**Selected passage:**
Along with economists of the British school, Gunton refuted Darwin's survival of the fittest. He reasoned that natural selection would give way to inferior type of cultivating and breeding. Gunton was of the opinion that scientific selection attributed to creativity superseded natural selection. Unconscious selection did not create the type of horses that scientific selection did. Thus scientific selection could breed out inferior breeds of a particular horse, the variety of sheep we have today is not because they were gladiators same goes for cats and dogs. The seedless fruit or vegetable, the various types of oranges were not a product of laissez faire but of creativity.

==Gunton's Magazine==
Gunton's Magazine, also called The Social Economist, was unapologetically rooted in a specific ideology, it had a mission to disseminate correct ideas. It had the freedom to do this as it required little advertising through means of endowment. Though it was begun as an adjunct to the Institute of Social Economics, it soon became Gunton's primary activity. Though it was primarily a vehicle for Gunton's philosophy, it also included articles on other matters of contemporary interest such as "Women's opportunity for Social Service", "Colored Men as Cotton Manufacturers" ,"Do the Filipinos Desire American Rule?", and "Shall the Ballot be Given to Women?"

Many contributors to the magazine were well known and respected. Carroll D. Wright wrote an article almost every issue during the early years. Edwin R. A. Seligman contributed about half a dozen articles and Theodore Roosevelt wrote "The Need of a Navy" in the January 1898 issue.

==Personal life==
George Gunton was born in Chatteris, Cambridgeshire, England on September 8, 1845. He was the only son of Mathew Gunton, an English agricultural laborer. With no means for formal education, George Gunton still exhibited and avid interest in learning and read widely.

**Supplied information:**
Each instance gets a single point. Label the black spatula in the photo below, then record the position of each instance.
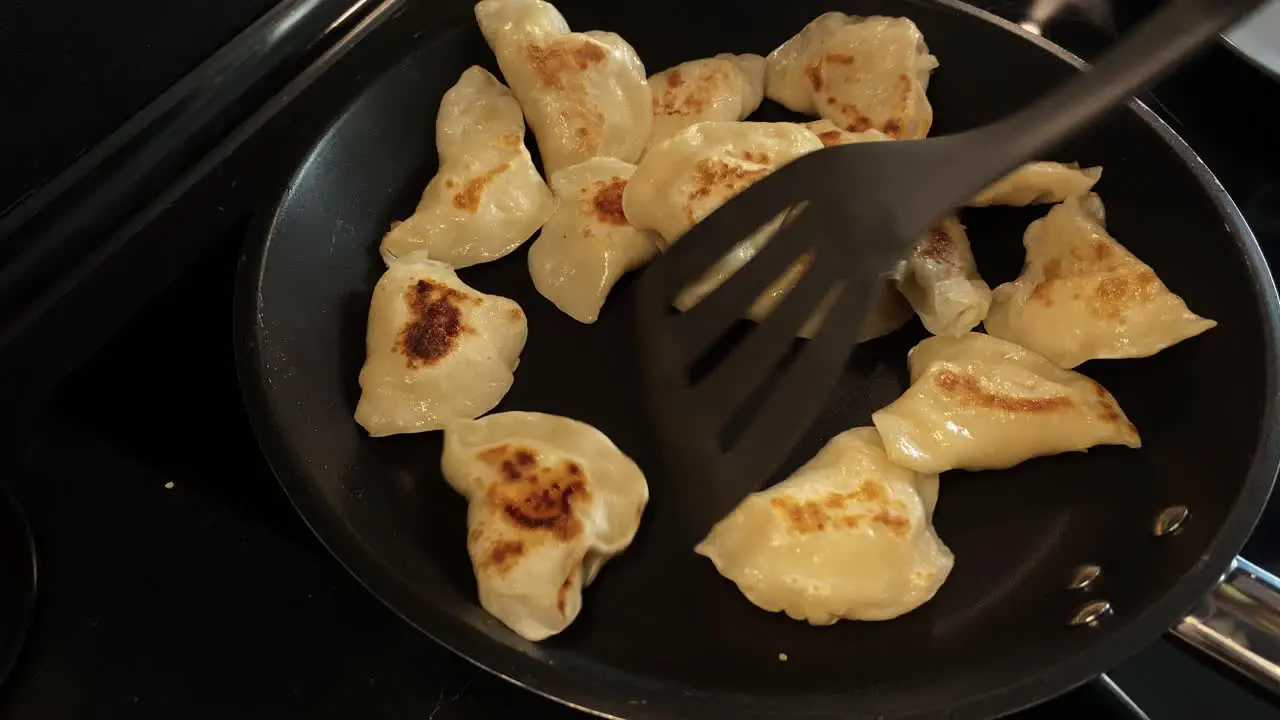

**Exercise 1:**
Answer these from the passage about George Gunton, one line each:
(a) What other name did Gunton's Magazine go by?
(b) Which article did Theodore Roosevelt write for the magazine, and in which issue did it appear?
(c) Where and on what date was George Gunton born?
**Exercise 2:** Retype the passage about George Gunton from "Many contributors to" to "January 1898 issue.".
**Exercise 3:** Continue the passage about George Gunton from the point where it stops.

**Exercise result 1:**
(a) The Social Economist
(b) "The Need of a Navy," in the January 1898 issue
(c) Chatteris, Cambridgeshire, England, on September 8, 1845

**Exercise result 2:**
Many contributors to the magazine were well known and respected. Carroll D. Wright wrote an article almost every issue during the early years. Edwin R. A. Seligman contributed about half a dozen articles and Theodore Roosevelt wrote "The Need of a Navy" in the January 1898 issue.

**Exercise result 3:**
At age 17, he married Elizabeth Bocock, by whom he had 8 children. In 1874 he left his family in England for America, where he had secured work as a weaver in the cotton mills of Fall River, Massachusetts. He separated from his first wife in 1882, seven years after she and his family had joined him in Fall River. In 1884 he married Mrs. Amelia Whipple, who aided him in becoming established in New York City. Gunton divorced her some time before 1904 and on February 14, 1904, he married Mrs. Rebecca Douglas Lowe. Mrs. Lowe was the president of the General Federation of Women's clubs from 1901 to 1905 and was the widow of a prominent Georgian banker. In 1906 Mrs. Amelia Whipple Gunton sued Gunton to test the legality of their divorce, which she claimed he did not tell her about until some time later. She also sued Mrs. Lowe allegedly alienation the affections of Mr. Gunton. The rulings and findings of the suit were kept private.

George and Amelia Gunton lived in Hot Springs, Virginia until they separated in July 1915. Amelia was granted an uncontested divorce on the grounds of infidelity on November 21, 1916. George Gunton lived in obscurity in New York until his death at Bellevue Hospital on September 11, 1919.

==Sources==
- Weary, Daniel C. "George Gunton, Advocate for Labor, Defender of Trusts, Social Darwinian" Harvard University. April 13, 1949
- Gunotn, George. "Trusts and the Public"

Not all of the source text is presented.